ÜBUNGSAUFGABEN -
- A) Formuliere bitte den Beitrag im Auszug, der mit „Irgendwo auf der corsair Seite“ beginnt, kürzer und behalte dabei seine wesentlichen Angaben bei.
- B) Prüfe für jede Aussage, ob sie mit dem Auszug übereinstimmt. Antworte jeweils mit Ja oder Nein und zitiere die entscheidenden Worte wörtlich.
(i) Lüfterprofil 3 ist ein Profil für Maximallast.
(ii) Die defekten H100-Pumpenmodule gab es nur in Europa.
(iii) böhser onkel hat eine H100.

AUSZUG -
"""

Oh, das ist wirklich schlimm


----------



## XeonB (23. Oktober 2011)

Irgendwo auf der corsair Seite ist auch eine temp-rpm-Profil Tabelle - deshalb hab ich meine lufter extern angeschlossen und bei ca. 900-1000 laufen


----------



## böhser onkel (23. Oktober 2011)

Nee, ich hab sie ausgebaut


----------



## XeonB (23. Oktober 2011)

An einer scythe lüftersteuerung 


----------



## Bluebeard (27. Oktober 2011)

Lüfter Profil 3 ist recht durchdringend - das ist klar, ist ja auch ein Perfomance Profil für Maximallast.


----------



## böhser onkel (29. Oktober 2011)

Aber die anderen 2 haben keine Besserung gebracht.


----------



## Gast1111 (29. Oktober 2011)

Das klingt irgendwie seltsam, so als ob du eines der defekten H100 Pumpenmodule bekommen hättest (die es nur in Asien und Amerika gab) xD
RMA?


----------



## böhser onkel (4. November 2011)

Hm?

Hab die H80


----------



## Bluebeard (5. November 2011)

Egal - defektes Pumpenmodul - RMA Einleiten!


----------



## böhser onkel (16. November 2011)

Ok…wo find ich das RMA?

"""

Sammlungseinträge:
"""

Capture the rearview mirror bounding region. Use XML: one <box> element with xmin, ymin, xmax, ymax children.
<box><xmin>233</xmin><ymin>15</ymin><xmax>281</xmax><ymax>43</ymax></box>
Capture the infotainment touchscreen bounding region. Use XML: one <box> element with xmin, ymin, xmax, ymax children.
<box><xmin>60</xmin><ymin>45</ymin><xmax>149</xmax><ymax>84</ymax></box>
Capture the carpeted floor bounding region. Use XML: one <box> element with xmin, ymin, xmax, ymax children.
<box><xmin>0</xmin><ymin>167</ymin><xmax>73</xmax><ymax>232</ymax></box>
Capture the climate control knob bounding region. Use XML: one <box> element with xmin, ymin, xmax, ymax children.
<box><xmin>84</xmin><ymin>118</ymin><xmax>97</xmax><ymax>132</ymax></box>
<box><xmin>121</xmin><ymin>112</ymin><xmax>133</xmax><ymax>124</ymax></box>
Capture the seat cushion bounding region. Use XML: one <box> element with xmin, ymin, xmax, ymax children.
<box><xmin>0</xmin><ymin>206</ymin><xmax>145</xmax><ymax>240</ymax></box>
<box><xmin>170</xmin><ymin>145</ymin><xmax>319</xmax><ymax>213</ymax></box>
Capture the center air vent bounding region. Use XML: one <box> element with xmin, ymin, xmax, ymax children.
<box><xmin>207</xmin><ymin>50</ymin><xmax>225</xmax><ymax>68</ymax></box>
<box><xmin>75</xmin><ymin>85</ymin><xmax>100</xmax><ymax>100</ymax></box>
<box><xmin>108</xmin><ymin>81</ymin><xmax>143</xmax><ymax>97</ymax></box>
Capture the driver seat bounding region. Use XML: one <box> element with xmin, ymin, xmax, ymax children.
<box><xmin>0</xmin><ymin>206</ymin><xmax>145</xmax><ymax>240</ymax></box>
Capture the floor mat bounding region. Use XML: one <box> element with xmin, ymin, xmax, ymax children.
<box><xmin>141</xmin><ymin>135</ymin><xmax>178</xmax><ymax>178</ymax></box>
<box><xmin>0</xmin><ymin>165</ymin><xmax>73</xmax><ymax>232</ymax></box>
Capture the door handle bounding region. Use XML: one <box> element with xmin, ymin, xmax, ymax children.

"""

DIE ANTWORTEN -
- A) Auf der Corsair-Seite gibt es irgendwo eine temp-rpm-Profil-Tabelle; deshalb sind meine Lüfter extern angeschlossen und laufen bei ca. 900–1000.

- B)
(i) Ja: „ist ja auch ein Perfomance Profil für Maximallast“
(ii) Nein: „die es nur in Asien und Amerika gab“
(iii) Nein: „Hab die H80“